_BRIEF_
Write a continuation of the text below on the drawbacks of metal molds for cosmetic products, picking up right after its final sentence.

_SOURCE_

START

Following quality control, products that fail the above-mentioned test, i.e. products that detach from said support element, are considered unfit, and are therefore rejected.
Moulds currently used in moulding processes as described above are made of metal.
These moulds and the process in which such moulds are used present several drawbacks, however.
The most significant are those drawbacks encountered in the phase of extracting (or removing) the cosmetic product from the mould once it has solidified.
Indeed, the main difficulty lies in obtaining a pod that is in one piece following the extraction operation. Extraction of the pod from the mould, a significant percentage of times from an industrial point of view, results in the pod breaking; in particular, generally-speaking, there is an incomplete detachment of the pod from the mould, with consequent fragmentation of the pod during extraction. First and foremost, this means that the extracted pod is incomplete, in other words it does not possess the requisite properties of weight and appearance needed for it to be sent to the production line. This pod, along with its fragments, are therefore eliminated and returned to the initial phase of the moulding process.
A further drawback caused by metallic moulds currently used relates to their production cost, whenever one wants or needs to replace them with other moulds having different characteristics, e.g. in terms of shape or capacity, or for the decorative element that will be reproduced on the visible surface of the cosmetic product once it has been packaged.
A further drawback resulting from the use of metal moulds used up to now, in particular with known support elements, is the high percentage of unfit products, i.e. those products that do not display sufficient adhesion, or grip, to the support element. This percentage can reach, or even exceed, 30% of production. Obviously such a high number of rejects can have a negative impact on production costs, and consequently on the cost of the finished product, and also on production times.
Furthermore, these known support elements have a rather high cost due to the material used, which is also metallic, and to the processing required to give it the final shape.
The object of the present invention is to overcome these drawbacks.

END

Items from a data source:
START

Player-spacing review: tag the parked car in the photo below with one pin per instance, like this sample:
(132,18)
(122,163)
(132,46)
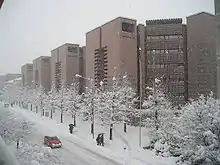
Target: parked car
(6,105)
(52,141)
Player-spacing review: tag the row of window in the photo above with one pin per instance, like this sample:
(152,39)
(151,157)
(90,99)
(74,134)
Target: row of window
(165,51)
(167,37)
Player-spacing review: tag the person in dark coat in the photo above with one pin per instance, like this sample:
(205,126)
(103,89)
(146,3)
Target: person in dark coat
(102,139)
(98,140)
(71,126)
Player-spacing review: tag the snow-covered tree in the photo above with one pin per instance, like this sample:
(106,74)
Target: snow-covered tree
(200,131)
(61,101)
(74,101)
(159,116)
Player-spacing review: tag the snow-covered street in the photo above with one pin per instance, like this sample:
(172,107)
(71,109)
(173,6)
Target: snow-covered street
(32,149)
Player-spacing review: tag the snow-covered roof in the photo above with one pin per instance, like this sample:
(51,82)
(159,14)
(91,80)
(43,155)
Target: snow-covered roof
(14,80)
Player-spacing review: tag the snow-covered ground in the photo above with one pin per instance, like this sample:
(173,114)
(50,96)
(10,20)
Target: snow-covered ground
(81,148)
(32,150)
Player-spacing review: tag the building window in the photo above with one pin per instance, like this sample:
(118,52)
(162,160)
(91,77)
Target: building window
(127,27)
(72,49)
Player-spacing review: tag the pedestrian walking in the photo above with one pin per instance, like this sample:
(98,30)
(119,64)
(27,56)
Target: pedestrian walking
(17,143)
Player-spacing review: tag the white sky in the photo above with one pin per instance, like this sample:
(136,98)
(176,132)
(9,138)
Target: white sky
(32,28)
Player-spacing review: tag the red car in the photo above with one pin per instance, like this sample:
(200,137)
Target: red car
(52,141)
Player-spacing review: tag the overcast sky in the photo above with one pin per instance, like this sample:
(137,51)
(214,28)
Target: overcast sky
(32,28)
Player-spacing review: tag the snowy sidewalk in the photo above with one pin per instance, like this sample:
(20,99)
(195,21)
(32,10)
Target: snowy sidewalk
(114,150)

END

_THE ANSWER_
These drawbacks are reduced, and in some cases overcome, by a mould made of a material having different mechanical and physical properties from those of the metallic materials used up to now. In particular, a mould made of a material that is flexible and, preferably, also has greater thermal expansion, enabling it to overcome the aforementioned drawbacks.
Indeed, a mould with chamber walls made of a flexible material enables complete detachment of the pod from the mould by applying a modest pressure on the wall. In his way, the number of rejects due to pod fragmentation is reduced.
In addition, a mould made of this material displays greater thermal dimensional variations than one made of metal and, therefore, more similar to those of the material of the cosmetic product.
Furthermore, this material can accelerate the solidification phase of the cosmetic product, and thus the entire process, thanks to a reduced thermal capacity. All of this makes it possible to reduce the production costs of pods.
According to a further aspect of the invention, the mould is made of a thermoformable material.
As another advantage, a mould made in such material is easier and more economical to produce than metal moulds. In particular, it is less costly to produce more moulds that differ from those already in use in terms of a specific characteristic such as size, shape of the decorative element present on the inner wall of the chamber, for example on the bottom surface of the mould, to be reproduced on the visible surface of the cosmetic product once it has been packaged. Typically, this decorative element is in the form of a negative profile, so that the visible surface of the finished cosmetic product displays the decorative element as desired. With a mould according to the present invention, it will be simpler and less costly to extend the range of decorative elements on the finished product.
These and other objects are achieved by a mould for cosmetic products comprising at least one hollow body having a chamber delimited by a wall and provided with an access opening, said chamber being adapted to receive the cosmetic product in a liquid state.
Said mould is characterised in that at least said body is made of a flexible polymer material. More precisely, said polymer material is thermoformable and more preferably it is of a thermoplastic type.
According to one variant, said hollow body is made of a transparent material.
The aforementioned properties of the material relate to properties displayed at ambient temperature, unless otherwise specified.
The thermoformable polymer material is chosen, preferably, from polyethylene terephthalate (PET), polyethylene terephthalate-glycol, polyethylene (PE), polycarbonate, polystyrene (PS), silicone, or polyurethane.
More specifically, the hollow body has a chamber delimited by a wall. It is evident that only the inner face of said wall forms the moulding surface that comes into contact with the cosmetic product poured into the mould for moulding.
The moulding surface may be completely smooth or, preferably, it may have at least one area with a decorative element. Typically, this element is a partial mould of a figure that will be reproduced by modelling the surface of the cosmetic product that comes into contact with said area of the moulding surface of the hollow body. The modelling of said surface of the cosmetic product can be either positive or negative, or of both types, depending on whether the moulding surface has protrusions or recesses.
Said body, possibly, comprises a margin extending substantially horizontally from said opening and at least partially around it, and more preferably completely surrounding said opening.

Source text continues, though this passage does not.